▶ **To-do list**
- a) In the article about the Ofsted inspection of Birmingham's children's social services, how many days will the visit last?
- b) Which concerns does the article about the Birmingham children's social services inspection say were highlighted when the department was declared unfit for purpose? List all of them.
- c) Carry the article about the Ofsted inspection of Birmingham's children's social services forward from its last sentence.

▶ **Passage shown**
Watchdog launches surprise children’s social services probe

🕔11.Sep 2012

Government experts launched an unannounced inspection of Birmingham’s failing children’s social services department this week, ringing from a taxi to tell city council officials they would be arriving in 10 minutes.

A team from Ofsted took local authority managers by surprise when they began an eight-day visit which will determine whether Birmingham can be released from the special measures improvement plan imposed on the council in February 2009.

Although a full inspection by Ofsted had been anticipated, social services bosses believed the visit would not take place until later in the year. Their timetable was dashed when the watchdog’s team rang first thing on Monday morning to announce that they were just around the corner.

Children’s social services in Birmingham were declared unfit for purpose at the end of 2009 following critical reports from Ofsted and the Social Services Inspectorate. Concerns were highlighted about poor senior and middle management, difficulties in recruiting and retaining staff and serious delays in assessing children at risk of abuse.

Staff sickness levels were soaring, forcing the council to spend millions of pounds on temporary agency social workers.

The improvement notice followed several child deaths in Birmingham, where youngsters perished in violent incidents despite being on the books of social workers. Subsequent investigations routinely blamed poor co-operation between social services, the police and health services.

When  Khyra Ishaq, a seven-year-old from Handsworth, was starved to death by her mother and stepfather in 2008, a Serious Case Review found that social workers and education officials did not understand that they had powers to intervene against the wishes of Khyra’s mother.

The council’s Strategic Director for Children, Young People and Families, Peter Duxbury, has been in post for six months and has the task of turning around the country’s largest social services department. But he is playing down any suggestion that the improvement notice will be lifted in the short term.

▶ **Collected material**
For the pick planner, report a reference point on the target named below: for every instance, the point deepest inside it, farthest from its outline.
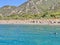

▶ **Answers given**
- a) Eight days.

- b)
- Poor senior and middle management
- Difficulties in recruiting and retaining staff
- Serious delays in assessing children at risk of abuse

- c)
Mr Duxbury said there had been significant improvement and he believed the inspectors would find examples of good work. However, they would also uncover examples “where practice is not as good as it should be”.

He blamed the size of Birmingham and the relentless pressure on social workers, arguing that it would be easier for smaller local authorities to deliver a consistently excellent service.

“It’s such a large organisation dealing with so many cases that I am sure they will come across some areas where practice could be improved. These areas will be around timescales for assessment and the quality of some of those assessments.

“What makes us different from excellent authorities is that we won’t be able to demonstrate excellence across the board,” Mr Duxbury added.

He is pinning his hopes on a new system of Integrated Family Support teams, where social workers, police, doctors and health professionals work together to intervene at an early stage with families to prevent children from being taken in to care.

The council has spent £7 million since April on hiring agency social workers following continued difficulties in hiring and keeping staff.

Mr Duxbury said: “I want to ensure that Birmingham is at the top of a list of places where they want to come and spend their careers.”